> LISTED RECORDS:
*** Block opens ***

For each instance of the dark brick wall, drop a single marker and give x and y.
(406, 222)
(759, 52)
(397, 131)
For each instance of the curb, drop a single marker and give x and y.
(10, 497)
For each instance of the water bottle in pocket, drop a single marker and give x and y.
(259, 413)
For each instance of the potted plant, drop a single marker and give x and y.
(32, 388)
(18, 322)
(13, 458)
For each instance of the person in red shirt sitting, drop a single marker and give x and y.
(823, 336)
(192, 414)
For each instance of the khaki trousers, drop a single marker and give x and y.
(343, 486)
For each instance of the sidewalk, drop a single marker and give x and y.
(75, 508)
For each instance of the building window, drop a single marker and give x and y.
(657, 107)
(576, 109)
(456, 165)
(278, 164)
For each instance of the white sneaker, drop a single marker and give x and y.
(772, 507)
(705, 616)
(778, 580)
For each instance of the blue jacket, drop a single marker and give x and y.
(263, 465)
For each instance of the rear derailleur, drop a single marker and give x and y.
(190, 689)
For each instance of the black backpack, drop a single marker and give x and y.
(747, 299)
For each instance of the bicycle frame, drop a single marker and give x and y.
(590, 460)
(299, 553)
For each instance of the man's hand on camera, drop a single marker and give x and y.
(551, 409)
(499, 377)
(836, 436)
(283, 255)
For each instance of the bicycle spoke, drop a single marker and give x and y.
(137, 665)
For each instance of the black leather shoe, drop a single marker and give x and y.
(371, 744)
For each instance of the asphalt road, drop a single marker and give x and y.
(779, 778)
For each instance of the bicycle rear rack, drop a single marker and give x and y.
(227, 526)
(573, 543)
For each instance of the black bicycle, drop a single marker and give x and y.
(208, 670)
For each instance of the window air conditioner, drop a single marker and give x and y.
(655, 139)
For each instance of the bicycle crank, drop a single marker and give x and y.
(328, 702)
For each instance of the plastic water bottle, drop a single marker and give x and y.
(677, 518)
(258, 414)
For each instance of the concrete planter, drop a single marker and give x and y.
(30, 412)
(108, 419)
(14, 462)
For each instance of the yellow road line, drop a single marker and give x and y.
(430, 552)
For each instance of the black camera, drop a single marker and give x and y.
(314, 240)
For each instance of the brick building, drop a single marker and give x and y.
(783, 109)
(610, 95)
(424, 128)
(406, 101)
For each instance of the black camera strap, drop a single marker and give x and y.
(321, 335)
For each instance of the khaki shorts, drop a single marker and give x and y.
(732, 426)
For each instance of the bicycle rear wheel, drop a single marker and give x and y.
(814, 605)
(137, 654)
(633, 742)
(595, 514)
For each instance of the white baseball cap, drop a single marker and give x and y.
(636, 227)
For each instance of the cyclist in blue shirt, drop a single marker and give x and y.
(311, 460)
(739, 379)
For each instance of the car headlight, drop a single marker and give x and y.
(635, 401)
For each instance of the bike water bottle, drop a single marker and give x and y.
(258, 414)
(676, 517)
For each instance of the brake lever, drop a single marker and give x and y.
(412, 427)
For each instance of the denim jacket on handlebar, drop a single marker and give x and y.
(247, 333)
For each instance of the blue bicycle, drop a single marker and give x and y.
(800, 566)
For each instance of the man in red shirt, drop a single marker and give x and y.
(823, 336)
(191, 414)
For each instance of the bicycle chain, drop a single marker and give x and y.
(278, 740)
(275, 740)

*** Block closes ***

Word for word, retype all of the entries above.

For each instance of the dark brick wall, drop a single marker and give x and y.
(406, 222)
(759, 52)
(397, 131)
For each instance of the curb, drop a single marker and give x and y.
(10, 497)
For each instance of the water bottle in pocket, drop a single marker and give x and y.
(259, 413)
For each instance of the potted plant, drop a single marker and give x and y.
(32, 388)
(18, 322)
(13, 458)
For each instance of the person in red shirt sitting, drop a single marker and give x and y.
(823, 336)
(192, 414)
For each instance of the khaki trousers, drop a single marker and give x and y.
(343, 486)
For each instance of the sidewalk, drop a single marker and give x and y.
(75, 508)
For each instance of the building window, drop a single marker and give x and y.
(657, 107)
(576, 109)
(456, 165)
(278, 164)
For each instance of the white sneaker, drop a single marker and give x and y.
(772, 507)
(705, 616)
(778, 580)
For each instance of the blue jacket, drop a single marker and give x and y.
(263, 465)
For each instance of the rear derailleur, drop a single marker and give x and y.
(190, 689)
For each instance of the black backpack, drop a single marker and give x and y.
(747, 299)
For each instance of the bicycle frame, drop a single marker and give x and y.
(590, 460)
(299, 553)
For each instance of the man's hand on camera, drop a single marker and give x and y.
(551, 409)
(499, 377)
(836, 436)
(283, 255)
For each instance of the bicycle spoke, drop a single marker and give x and y.
(137, 665)
For each instance of the black leather shoe, drop a single marker and give x and y.
(371, 744)
For each instance of the asphalt road, drop a single marker and give x and y.
(779, 778)
For each instance of the bicycle rear rack, drop a single marker and give x and y.
(227, 526)
(573, 543)
For each instance of the black bicycle, drop a single marker and give x and y.
(208, 670)
For each instance of the window air conditioner, drop a single marker and give x and y.
(655, 139)
For each instance of the bicycle crank, drop a single marker and give x and y.
(328, 702)
For each instance of the plastic water bottle, drop a single marker and give x and y.
(677, 518)
(258, 414)
For each instance of the concrete planter, drop a single marker and give x and y.
(30, 412)
(108, 419)
(14, 462)
For each instance of the yellow road line, drop a single marker and give x and y.
(430, 552)
For each instance of the black camera, drop a single marker and give x and y.
(314, 240)
For each instance of the brick building, drop a single marker and give x and y.
(783, 109)
(610, 95)
(424, 128)
(406, 101)
For each instance of the black camera strap, drop a single marker and give x and y.
(321, 335)
For each instance of the khaki shorts, drop a single marker and give x and y.
(732, 426)
For each instance of the bicycle rear wheel, drop a single marker and give x and y.
(814, 605)
(137, 654)
(633, 742)
(595, 514)
For each instance of the white baseball cap, drop a single marker and give x and y.
(636, 227)
For each instance of the cyclist in blue shirt, drop a single marker and give x and y.
(311, 460)
(739, 379)
For each instance of the car headlight, drop a single marker and give x and y.
(635, 401)
For each instance of the bike water bottle, drop a single marker and give x and y.
(258, 414)
(676, 517)
For each instance of the brake lever, drop a single marker and give x and y.
(412, 427)
For each instance of the denim jacket on handlebar, drop a single marker and give x and y.
(247, 333)
For each instance of the blue bicycle, drop a single marker and give x and y.
(800, 566)
For each instance of the man in red shirt, drop a single marker and give x and y.
(823, 336)
(191, 414)
For each instance of the bicycle chain, drop a single marker and give x and y.
(278, 740)
(275, 740)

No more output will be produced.